-- start of GIVEN ENTRIES --
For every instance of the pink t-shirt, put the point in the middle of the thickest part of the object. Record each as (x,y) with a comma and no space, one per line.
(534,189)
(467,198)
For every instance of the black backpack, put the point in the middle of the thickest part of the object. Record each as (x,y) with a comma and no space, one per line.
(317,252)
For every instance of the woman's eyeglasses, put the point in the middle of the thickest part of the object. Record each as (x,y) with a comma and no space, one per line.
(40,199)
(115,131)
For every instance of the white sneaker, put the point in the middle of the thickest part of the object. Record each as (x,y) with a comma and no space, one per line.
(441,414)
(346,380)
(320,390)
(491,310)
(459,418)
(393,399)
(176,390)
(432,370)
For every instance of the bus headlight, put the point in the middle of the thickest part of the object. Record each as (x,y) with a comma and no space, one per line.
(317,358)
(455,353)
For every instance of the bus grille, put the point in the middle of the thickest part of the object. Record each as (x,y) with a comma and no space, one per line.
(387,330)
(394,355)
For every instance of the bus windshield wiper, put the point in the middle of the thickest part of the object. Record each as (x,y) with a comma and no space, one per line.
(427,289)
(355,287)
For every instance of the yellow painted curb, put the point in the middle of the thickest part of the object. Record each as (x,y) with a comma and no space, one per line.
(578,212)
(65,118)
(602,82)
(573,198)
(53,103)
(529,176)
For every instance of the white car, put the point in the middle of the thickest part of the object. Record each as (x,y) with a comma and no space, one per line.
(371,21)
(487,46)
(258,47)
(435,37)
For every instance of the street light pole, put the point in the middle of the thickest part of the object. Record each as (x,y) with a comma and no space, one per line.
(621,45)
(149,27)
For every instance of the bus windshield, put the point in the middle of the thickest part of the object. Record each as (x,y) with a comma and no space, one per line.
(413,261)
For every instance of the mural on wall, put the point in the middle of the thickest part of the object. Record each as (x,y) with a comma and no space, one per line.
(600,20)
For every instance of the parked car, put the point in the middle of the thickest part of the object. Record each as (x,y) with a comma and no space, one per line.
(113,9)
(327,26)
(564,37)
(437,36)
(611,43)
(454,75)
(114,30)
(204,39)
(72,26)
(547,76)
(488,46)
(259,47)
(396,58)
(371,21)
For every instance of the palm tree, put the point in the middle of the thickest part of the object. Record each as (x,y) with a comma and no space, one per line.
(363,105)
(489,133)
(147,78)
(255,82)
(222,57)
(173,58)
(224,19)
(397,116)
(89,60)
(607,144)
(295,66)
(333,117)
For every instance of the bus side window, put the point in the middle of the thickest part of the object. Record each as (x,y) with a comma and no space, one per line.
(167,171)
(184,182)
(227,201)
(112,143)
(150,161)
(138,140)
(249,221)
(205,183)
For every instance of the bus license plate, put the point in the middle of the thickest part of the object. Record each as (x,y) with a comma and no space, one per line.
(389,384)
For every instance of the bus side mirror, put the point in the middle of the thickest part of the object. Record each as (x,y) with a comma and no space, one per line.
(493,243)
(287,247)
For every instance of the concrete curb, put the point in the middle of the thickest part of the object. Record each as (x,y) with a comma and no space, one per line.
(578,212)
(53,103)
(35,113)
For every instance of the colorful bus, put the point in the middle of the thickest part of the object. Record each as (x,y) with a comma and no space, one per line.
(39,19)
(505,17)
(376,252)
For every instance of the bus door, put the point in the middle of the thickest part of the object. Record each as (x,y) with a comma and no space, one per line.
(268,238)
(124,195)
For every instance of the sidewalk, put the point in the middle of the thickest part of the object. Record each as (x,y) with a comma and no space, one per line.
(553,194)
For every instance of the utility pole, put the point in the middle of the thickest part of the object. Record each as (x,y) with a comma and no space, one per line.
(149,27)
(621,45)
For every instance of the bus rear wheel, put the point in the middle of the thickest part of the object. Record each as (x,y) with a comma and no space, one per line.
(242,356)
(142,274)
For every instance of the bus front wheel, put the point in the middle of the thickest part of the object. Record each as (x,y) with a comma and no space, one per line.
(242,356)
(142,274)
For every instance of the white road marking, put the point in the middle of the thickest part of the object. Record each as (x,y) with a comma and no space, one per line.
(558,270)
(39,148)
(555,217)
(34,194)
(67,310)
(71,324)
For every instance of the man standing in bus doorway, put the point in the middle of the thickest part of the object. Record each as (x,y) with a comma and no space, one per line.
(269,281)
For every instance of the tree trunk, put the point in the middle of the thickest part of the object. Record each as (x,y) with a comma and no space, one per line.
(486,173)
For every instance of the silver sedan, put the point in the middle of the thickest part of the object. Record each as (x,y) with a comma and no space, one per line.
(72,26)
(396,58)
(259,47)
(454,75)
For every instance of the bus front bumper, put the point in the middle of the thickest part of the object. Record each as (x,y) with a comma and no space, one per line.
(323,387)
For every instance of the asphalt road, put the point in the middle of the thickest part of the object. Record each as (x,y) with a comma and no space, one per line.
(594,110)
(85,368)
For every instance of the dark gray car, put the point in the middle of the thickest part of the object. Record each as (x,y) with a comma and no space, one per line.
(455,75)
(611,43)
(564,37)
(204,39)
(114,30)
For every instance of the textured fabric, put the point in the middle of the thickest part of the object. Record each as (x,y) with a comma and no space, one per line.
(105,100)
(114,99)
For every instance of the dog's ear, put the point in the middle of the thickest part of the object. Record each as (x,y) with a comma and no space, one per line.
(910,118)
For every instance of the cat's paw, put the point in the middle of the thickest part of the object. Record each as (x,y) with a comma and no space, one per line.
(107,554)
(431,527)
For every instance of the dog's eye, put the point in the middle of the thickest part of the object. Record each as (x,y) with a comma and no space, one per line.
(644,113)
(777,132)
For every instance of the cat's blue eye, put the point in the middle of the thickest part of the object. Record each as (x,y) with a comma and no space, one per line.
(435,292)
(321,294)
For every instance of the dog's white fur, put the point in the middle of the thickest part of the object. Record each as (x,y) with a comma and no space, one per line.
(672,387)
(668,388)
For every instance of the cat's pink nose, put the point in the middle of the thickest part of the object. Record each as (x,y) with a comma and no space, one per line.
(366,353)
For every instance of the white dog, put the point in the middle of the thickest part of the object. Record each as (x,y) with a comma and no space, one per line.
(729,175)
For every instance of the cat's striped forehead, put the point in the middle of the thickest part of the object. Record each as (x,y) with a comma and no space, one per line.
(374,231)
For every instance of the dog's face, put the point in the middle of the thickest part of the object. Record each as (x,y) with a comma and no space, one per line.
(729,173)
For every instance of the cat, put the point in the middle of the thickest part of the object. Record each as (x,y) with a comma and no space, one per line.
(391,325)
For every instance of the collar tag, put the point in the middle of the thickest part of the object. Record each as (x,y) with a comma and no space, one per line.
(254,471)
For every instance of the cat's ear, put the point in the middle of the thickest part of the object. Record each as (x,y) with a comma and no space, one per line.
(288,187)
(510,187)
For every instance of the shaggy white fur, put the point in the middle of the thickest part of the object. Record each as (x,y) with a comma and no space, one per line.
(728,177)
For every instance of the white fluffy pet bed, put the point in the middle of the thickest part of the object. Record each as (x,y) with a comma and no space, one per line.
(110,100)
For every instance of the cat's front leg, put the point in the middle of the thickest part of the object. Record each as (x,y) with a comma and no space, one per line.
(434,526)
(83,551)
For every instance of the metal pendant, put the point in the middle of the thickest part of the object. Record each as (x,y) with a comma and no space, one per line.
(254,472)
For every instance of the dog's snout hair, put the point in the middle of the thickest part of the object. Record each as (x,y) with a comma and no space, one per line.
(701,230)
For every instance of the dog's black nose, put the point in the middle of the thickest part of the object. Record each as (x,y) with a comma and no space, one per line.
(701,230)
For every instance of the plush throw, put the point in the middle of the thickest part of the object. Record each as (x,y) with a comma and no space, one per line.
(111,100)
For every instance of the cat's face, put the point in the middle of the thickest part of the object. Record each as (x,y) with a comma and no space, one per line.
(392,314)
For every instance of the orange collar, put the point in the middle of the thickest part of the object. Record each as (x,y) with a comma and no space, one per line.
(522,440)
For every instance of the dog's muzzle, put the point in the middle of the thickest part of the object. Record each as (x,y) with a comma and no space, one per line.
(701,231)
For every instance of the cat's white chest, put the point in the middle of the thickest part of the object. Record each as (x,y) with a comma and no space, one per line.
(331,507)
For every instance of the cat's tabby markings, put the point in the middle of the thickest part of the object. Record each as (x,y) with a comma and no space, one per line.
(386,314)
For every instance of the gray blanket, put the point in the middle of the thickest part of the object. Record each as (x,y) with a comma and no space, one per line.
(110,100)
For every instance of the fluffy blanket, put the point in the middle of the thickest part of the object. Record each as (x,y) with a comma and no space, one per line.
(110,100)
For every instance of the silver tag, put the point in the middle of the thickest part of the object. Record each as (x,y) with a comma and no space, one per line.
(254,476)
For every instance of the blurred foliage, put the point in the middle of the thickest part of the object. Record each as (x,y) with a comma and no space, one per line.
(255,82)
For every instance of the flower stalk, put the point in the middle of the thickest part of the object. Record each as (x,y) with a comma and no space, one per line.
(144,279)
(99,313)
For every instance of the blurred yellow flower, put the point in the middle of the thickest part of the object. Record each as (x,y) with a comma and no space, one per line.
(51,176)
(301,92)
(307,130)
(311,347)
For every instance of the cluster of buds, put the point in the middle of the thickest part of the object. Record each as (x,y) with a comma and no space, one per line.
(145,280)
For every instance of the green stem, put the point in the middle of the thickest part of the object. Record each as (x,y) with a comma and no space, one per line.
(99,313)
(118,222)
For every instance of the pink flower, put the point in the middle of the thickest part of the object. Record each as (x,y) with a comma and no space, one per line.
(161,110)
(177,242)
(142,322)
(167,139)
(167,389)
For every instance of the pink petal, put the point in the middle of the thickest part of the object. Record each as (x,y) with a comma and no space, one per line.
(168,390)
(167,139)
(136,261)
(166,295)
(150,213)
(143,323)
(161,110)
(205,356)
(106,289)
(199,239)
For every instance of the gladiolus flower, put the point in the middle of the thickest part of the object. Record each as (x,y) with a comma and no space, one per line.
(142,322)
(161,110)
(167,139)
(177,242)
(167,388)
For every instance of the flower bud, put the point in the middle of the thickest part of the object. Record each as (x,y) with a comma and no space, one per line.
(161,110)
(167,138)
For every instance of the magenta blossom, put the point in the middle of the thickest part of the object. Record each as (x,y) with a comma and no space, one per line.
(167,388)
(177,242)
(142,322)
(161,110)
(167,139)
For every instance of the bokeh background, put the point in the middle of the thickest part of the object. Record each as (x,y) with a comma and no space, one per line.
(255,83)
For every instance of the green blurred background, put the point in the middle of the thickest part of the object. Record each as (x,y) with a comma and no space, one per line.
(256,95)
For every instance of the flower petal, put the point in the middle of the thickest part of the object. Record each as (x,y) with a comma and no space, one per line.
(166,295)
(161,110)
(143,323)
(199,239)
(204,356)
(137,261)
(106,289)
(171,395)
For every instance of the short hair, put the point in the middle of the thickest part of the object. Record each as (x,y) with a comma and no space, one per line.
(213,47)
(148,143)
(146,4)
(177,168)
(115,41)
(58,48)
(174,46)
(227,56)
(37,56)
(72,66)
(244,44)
-- end of GIVEN ENTRIES --
**THE PROBLEM:**
Turn the lines starting at the one containing "For every instance of the flower petal, put" and ending at the end of the material into a JSON list of strings, one string per line, with blank lines left out.

**FULL RESPONSE:**
[
  "For every instance of the flower petal, put the point in the middle of the thickest part of the object. Record each as (x,y) with a comma and no space, one per line.",
  "(166,295)",
  "(161,110)",
  "(143,323)",
  "(199,239)",
  "(204,356)",
  "(137,261)",
  "(106,289)",
  "(171,395)",
  "For every instance of the short hair, put the point in the middle of the thickest part of the object. Record each as (x,y) with a comma and no space, one per line.",
  "(213,47)",
  "(148,143)",
  "(146,4)",
  "(177,168)",
  "(115,41)",
  "(58,48)",
  "(174,46)",
  "(227,56)",
  "(37,56)",
  "(72,66)",
  "(244,44)"
]